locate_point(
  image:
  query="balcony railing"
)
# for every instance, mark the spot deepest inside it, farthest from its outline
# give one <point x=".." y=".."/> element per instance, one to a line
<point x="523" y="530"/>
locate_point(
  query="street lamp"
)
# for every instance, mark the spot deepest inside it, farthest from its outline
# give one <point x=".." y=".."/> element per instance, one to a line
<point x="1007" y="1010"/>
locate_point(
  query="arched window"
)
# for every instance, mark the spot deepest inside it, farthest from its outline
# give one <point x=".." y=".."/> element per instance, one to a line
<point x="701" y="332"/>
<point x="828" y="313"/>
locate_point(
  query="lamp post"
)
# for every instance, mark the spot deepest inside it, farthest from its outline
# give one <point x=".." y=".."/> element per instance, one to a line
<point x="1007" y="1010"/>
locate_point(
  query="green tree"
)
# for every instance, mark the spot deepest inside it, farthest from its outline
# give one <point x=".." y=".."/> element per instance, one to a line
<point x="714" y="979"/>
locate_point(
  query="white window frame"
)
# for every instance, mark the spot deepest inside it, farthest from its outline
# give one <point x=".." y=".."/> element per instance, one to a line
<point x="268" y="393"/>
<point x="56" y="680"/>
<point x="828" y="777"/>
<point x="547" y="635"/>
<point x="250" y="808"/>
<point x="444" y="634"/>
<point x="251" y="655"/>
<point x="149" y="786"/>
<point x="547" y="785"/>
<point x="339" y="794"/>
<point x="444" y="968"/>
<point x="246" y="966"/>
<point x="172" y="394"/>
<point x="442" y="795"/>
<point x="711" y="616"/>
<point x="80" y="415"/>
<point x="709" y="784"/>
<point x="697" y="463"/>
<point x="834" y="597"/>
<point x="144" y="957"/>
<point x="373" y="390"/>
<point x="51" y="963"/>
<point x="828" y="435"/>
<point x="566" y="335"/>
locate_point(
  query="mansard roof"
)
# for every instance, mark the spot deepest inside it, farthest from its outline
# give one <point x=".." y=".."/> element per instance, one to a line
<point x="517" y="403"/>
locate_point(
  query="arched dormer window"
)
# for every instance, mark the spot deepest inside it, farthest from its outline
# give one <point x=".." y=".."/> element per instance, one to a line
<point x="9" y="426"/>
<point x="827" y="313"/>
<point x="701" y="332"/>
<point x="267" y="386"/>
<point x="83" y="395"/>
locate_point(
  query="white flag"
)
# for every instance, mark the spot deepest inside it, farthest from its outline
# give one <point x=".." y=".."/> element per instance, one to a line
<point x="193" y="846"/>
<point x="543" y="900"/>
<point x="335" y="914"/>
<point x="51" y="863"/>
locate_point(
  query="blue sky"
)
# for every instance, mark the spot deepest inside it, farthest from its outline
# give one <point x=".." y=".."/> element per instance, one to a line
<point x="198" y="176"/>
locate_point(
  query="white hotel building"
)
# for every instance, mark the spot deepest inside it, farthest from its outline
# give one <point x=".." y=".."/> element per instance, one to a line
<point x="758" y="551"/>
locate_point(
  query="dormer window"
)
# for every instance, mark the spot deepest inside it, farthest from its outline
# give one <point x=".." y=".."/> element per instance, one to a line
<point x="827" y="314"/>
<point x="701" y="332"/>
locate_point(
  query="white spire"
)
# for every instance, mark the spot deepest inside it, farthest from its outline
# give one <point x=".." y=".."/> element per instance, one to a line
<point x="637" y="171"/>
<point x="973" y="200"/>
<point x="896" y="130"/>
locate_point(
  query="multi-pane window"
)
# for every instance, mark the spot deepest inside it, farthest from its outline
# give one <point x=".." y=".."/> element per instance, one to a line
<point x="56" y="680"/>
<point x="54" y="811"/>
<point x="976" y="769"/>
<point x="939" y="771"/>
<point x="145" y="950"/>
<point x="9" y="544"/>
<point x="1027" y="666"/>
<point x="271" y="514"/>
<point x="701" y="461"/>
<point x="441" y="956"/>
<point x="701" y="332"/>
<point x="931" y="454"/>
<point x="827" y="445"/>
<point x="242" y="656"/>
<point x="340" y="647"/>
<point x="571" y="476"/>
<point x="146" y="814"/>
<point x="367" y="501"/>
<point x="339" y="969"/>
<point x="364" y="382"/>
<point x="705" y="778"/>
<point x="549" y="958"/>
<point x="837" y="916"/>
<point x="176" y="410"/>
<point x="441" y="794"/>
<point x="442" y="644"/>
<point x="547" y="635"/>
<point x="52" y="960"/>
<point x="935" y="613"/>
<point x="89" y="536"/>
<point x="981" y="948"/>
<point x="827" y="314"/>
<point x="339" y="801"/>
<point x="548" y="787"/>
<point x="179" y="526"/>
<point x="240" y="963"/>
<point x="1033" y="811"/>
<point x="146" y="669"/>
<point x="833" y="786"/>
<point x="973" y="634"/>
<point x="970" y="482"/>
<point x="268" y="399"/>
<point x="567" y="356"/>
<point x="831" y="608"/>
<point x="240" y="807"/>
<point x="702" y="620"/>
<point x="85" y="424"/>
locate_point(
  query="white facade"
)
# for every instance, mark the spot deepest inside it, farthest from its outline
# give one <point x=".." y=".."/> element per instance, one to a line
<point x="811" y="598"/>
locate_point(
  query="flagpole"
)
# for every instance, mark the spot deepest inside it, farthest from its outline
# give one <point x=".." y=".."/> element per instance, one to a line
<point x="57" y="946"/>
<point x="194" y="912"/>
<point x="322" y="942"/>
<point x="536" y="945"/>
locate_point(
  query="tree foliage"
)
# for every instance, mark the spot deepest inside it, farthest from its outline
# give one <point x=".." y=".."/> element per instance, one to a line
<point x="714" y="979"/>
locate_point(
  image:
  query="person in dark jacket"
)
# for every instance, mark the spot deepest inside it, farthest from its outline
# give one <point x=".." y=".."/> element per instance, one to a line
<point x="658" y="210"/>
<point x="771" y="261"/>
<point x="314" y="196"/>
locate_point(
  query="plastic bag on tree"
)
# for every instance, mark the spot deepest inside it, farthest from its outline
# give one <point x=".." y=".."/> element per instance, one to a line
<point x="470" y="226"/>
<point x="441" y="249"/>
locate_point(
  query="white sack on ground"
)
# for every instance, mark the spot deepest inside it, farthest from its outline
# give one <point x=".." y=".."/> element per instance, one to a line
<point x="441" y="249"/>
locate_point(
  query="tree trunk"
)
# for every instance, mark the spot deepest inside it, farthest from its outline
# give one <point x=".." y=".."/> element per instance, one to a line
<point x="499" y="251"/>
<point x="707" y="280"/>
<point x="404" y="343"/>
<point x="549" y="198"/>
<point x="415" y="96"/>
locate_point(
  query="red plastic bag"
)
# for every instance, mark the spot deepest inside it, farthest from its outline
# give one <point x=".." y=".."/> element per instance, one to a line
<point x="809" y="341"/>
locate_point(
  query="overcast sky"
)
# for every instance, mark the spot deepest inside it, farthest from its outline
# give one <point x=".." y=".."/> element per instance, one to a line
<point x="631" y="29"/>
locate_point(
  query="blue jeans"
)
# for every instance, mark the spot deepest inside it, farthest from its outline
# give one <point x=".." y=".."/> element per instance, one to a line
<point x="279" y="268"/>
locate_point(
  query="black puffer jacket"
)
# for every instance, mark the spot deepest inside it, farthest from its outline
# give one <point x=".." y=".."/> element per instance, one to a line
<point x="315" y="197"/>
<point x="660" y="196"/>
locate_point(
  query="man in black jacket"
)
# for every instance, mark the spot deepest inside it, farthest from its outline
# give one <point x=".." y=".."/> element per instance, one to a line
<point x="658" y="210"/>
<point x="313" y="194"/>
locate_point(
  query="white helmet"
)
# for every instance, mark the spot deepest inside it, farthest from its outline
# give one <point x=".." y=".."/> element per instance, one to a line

--

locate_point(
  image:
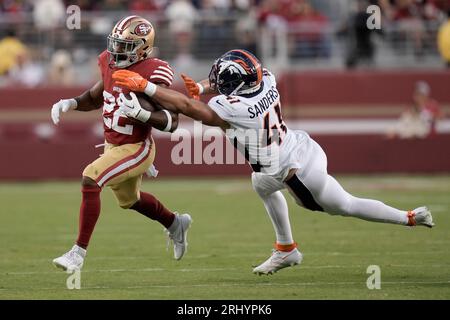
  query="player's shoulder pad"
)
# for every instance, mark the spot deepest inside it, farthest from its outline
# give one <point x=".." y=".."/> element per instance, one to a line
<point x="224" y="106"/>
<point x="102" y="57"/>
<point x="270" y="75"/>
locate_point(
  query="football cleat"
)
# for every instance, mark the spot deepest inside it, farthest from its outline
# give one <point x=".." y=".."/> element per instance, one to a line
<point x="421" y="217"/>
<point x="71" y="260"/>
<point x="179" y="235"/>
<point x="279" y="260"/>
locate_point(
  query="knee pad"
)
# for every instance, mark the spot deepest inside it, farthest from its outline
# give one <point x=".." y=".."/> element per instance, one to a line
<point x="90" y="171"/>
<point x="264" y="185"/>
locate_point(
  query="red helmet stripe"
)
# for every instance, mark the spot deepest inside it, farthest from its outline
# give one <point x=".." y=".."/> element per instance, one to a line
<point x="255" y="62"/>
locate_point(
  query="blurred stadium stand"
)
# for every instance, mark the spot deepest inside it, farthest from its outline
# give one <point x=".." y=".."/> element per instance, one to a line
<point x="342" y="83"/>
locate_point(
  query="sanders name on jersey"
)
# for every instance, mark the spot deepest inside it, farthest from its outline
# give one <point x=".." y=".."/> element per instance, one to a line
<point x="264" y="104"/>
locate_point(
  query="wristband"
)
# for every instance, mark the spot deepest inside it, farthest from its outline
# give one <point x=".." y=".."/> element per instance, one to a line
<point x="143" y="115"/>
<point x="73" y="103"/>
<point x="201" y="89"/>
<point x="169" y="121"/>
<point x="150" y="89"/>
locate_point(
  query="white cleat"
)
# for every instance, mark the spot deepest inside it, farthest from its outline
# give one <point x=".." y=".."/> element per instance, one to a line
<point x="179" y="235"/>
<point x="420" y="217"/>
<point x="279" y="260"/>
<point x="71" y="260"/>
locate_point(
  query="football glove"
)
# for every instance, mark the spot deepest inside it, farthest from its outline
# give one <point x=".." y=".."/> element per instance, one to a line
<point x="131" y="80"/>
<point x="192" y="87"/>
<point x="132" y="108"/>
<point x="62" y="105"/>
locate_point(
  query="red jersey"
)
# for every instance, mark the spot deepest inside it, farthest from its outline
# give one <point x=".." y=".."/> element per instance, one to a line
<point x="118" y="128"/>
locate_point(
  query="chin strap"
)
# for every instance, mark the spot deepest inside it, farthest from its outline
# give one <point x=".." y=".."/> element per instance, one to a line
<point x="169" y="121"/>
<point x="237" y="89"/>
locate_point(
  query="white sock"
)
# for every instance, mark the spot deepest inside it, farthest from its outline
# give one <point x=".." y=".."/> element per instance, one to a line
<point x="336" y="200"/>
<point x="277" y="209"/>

--

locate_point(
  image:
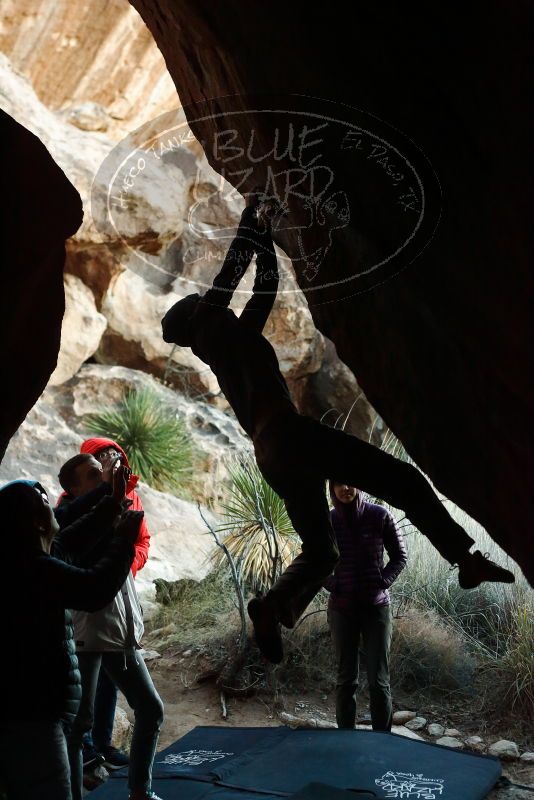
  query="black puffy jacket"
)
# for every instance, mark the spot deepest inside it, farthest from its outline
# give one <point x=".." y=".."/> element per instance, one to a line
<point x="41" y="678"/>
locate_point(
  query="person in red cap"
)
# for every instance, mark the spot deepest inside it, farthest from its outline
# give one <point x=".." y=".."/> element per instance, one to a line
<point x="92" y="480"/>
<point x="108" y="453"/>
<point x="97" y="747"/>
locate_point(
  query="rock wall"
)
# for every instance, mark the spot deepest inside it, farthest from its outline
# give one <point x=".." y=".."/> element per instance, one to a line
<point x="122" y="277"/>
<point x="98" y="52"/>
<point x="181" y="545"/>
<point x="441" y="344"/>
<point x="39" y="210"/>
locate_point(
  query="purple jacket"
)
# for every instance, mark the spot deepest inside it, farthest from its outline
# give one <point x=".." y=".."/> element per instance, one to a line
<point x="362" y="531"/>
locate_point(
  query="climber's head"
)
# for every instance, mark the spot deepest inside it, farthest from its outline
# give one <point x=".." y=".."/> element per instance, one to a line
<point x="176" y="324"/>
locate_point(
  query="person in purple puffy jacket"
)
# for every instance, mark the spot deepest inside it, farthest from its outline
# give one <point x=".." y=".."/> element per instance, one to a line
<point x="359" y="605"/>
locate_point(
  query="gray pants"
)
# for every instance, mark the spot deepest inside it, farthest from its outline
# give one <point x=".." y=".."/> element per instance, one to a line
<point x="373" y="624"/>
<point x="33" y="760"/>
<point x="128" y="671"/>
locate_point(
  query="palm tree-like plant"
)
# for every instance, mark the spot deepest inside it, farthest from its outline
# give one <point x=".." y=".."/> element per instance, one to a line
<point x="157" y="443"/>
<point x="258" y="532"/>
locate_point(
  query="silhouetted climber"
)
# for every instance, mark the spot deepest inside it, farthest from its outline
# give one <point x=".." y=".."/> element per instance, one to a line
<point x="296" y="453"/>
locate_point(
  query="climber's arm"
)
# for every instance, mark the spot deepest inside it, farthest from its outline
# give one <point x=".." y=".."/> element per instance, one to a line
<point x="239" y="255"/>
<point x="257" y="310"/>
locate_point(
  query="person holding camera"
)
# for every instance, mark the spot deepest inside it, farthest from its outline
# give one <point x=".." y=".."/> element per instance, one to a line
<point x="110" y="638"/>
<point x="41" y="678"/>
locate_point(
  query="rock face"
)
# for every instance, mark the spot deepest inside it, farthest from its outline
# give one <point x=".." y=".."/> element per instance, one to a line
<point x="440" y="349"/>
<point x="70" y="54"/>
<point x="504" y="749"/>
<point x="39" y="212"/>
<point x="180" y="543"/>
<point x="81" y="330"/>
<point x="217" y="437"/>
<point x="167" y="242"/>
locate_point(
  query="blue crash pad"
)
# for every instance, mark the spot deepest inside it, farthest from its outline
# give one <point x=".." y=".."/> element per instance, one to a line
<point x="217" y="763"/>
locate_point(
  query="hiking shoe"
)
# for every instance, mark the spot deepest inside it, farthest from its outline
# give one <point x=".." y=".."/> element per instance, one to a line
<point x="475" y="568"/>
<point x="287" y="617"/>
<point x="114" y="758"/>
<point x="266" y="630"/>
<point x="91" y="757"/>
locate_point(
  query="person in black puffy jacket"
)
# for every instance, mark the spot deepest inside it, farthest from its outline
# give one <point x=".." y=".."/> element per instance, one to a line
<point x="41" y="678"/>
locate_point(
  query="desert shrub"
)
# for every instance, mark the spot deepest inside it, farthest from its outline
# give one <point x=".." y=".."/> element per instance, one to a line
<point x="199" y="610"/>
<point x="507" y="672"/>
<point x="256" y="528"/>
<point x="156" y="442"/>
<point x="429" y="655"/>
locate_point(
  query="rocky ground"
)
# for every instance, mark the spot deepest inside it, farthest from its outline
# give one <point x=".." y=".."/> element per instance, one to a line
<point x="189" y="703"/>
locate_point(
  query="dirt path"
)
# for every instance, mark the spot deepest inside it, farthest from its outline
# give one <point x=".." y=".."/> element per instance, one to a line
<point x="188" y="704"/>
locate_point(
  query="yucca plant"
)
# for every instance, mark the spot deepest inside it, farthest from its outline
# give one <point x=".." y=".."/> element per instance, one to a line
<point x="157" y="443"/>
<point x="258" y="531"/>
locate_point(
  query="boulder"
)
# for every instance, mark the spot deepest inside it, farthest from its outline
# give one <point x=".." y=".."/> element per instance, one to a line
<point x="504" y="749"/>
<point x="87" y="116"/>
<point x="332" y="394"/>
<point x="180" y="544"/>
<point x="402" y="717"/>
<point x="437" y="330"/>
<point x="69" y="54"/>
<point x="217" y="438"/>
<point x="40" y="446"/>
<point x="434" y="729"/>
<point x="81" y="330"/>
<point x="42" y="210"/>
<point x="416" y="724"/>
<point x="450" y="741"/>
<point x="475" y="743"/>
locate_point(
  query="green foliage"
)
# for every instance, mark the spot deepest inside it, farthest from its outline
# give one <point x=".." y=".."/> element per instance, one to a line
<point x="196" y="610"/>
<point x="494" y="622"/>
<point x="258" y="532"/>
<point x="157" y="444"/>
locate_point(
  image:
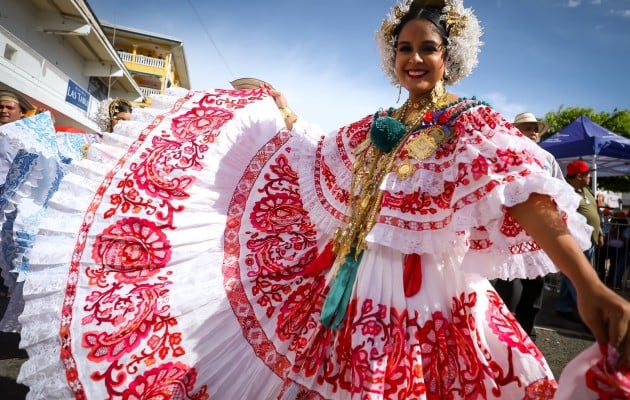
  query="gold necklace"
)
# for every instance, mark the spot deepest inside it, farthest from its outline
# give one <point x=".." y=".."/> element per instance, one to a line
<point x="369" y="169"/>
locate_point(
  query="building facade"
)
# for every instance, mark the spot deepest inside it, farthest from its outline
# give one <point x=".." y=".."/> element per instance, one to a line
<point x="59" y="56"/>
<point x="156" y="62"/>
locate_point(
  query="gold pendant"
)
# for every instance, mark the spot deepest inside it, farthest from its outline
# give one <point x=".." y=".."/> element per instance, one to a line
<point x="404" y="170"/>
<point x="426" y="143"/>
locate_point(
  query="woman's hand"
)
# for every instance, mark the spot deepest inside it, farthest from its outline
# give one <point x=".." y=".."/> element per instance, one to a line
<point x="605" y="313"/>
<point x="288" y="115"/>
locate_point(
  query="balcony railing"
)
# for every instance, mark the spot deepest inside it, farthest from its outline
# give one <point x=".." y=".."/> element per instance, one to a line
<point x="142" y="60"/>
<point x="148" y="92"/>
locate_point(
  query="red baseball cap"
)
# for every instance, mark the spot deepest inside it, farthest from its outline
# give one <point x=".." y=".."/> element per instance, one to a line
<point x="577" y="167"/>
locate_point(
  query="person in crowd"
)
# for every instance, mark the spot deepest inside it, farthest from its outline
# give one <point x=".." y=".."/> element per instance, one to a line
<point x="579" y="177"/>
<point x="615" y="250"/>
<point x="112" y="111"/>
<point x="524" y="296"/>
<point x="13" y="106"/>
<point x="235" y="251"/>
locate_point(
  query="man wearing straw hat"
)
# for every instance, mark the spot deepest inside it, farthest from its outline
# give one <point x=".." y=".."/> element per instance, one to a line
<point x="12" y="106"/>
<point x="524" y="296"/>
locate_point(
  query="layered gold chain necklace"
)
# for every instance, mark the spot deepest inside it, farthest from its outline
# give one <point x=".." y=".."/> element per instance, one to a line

(Problem) Which lines of the records contain the word "black"? Pull each of them out and list them.

(Completed task)
  query="black puffer jacket"
  query="man in black jacket"
  query="black puffy jacket"
  query="person in black puffy jacket"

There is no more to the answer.